◆ TASK PROMPT ◆
Set down only what runs from the line containing "218L58 296L72 309L101" through the last line of the data, exactly as it reads.
* * * * * * * * *
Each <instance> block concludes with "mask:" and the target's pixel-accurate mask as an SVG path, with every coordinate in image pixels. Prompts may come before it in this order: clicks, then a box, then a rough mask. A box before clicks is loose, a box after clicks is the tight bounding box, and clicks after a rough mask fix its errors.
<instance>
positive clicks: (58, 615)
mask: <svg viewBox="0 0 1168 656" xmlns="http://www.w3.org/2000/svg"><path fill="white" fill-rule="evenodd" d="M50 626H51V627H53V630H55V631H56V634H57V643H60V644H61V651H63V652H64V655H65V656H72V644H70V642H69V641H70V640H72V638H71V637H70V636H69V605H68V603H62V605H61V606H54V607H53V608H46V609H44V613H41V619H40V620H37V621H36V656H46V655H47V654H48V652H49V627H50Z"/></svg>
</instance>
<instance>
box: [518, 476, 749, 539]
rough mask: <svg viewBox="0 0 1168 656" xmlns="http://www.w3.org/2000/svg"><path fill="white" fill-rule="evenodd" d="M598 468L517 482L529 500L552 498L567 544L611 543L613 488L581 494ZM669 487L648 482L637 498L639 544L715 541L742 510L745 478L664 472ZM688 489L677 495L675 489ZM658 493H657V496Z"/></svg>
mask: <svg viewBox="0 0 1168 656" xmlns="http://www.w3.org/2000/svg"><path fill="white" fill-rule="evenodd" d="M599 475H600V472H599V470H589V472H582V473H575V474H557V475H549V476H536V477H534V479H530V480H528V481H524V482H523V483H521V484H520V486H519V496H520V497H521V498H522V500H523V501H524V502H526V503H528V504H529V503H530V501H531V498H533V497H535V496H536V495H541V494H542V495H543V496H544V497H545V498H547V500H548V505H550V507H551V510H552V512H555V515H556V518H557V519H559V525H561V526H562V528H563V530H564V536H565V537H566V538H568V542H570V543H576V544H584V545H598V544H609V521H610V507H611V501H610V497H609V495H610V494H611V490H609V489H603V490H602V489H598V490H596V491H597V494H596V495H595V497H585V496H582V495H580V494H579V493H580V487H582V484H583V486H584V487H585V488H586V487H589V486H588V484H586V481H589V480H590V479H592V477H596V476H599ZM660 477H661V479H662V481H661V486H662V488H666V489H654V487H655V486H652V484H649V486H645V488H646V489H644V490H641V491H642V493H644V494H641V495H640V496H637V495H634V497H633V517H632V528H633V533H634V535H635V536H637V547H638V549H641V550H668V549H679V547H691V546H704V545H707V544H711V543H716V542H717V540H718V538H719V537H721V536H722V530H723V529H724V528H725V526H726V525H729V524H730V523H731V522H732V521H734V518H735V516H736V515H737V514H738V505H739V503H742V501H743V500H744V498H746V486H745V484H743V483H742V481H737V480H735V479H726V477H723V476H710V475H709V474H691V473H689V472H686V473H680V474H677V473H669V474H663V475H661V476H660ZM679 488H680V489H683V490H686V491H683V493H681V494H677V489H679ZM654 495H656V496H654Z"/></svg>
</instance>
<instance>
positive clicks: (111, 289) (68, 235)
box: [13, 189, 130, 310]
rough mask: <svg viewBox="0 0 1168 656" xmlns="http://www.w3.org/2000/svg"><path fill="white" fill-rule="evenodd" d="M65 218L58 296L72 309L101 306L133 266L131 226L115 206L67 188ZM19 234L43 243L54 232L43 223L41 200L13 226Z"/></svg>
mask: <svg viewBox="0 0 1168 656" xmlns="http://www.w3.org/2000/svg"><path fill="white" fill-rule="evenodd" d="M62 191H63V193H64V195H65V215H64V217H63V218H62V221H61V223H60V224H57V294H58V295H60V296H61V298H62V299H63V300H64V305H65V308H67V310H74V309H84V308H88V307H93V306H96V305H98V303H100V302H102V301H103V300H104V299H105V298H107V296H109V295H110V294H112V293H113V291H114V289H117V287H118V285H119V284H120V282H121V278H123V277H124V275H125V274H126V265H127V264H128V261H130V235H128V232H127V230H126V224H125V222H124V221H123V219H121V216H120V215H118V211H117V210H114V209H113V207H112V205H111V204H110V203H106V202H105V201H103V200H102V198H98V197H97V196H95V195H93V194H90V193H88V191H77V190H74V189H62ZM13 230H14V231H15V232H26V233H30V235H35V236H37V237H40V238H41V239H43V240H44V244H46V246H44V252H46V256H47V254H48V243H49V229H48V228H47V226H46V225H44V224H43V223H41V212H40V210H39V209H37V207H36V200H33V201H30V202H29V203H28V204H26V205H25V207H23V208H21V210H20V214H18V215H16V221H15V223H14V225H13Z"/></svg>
* * * * * * * * *
◆ REPLY TO THE EXERCISE ◆
rough mask: <svg viewBox="0 0 1168 656" xmlns="http://www.w3.org/2000/svg"><path fill="white" fill-rule="evenodd" d="M65 218L58 296L72 309L101 306L133 266L131 226L115 206L67 188ZM19 234L43 243L54 232L43 223L41 200L13 226Z"/></svg>
mask: <svg viewBox="0 0 1168 656" xmlns="http://www.w3.org/2000/svg"><path fill="white" fill-rule="evenodd" d="M62 191H63V193H64V195H65V215H64V217H63V218H62V221H61V223H60V224H57V294H58V295H60V296H61V298H62V299H63V300H64V305H65V308H67V310H74V309H84V308H88V307H93V306H96V305H98V303H100V302H102V301H103V300H104V299H105V298H107V296H109V295H110V294H112V293H113V291H114V289H117V287H118V285H119V284H120V282H121V278H123V277H124V275H125V274H126V265H127V264H128V261H130V235H128V232H127V230H126V224H125V222H124V221H123V219H121V216H120V215H118V211H117V210H114V209H113V207H112V205H111V204H110V203H106V202H105V201H103V200H102V198H98V197H97V196H95V195H93V194H90V193H88V191H77V190H74V189H62ZM13 230H14V231H15V232H26V233H30V235H35V236H37V237H40V238H41V239H43V240H44V244H46V246H44V252H46V256H47V254H48V243H49V229H48V228H47V226H46V225H44V224H43V223H41V212H40V210H39V209H37V207H36V200H33V201H30V202H29V203H28V204H26V205H25V207H23V208H21V210H20V214H18V215H16V221H15V223H14V225H13Z"/></svg>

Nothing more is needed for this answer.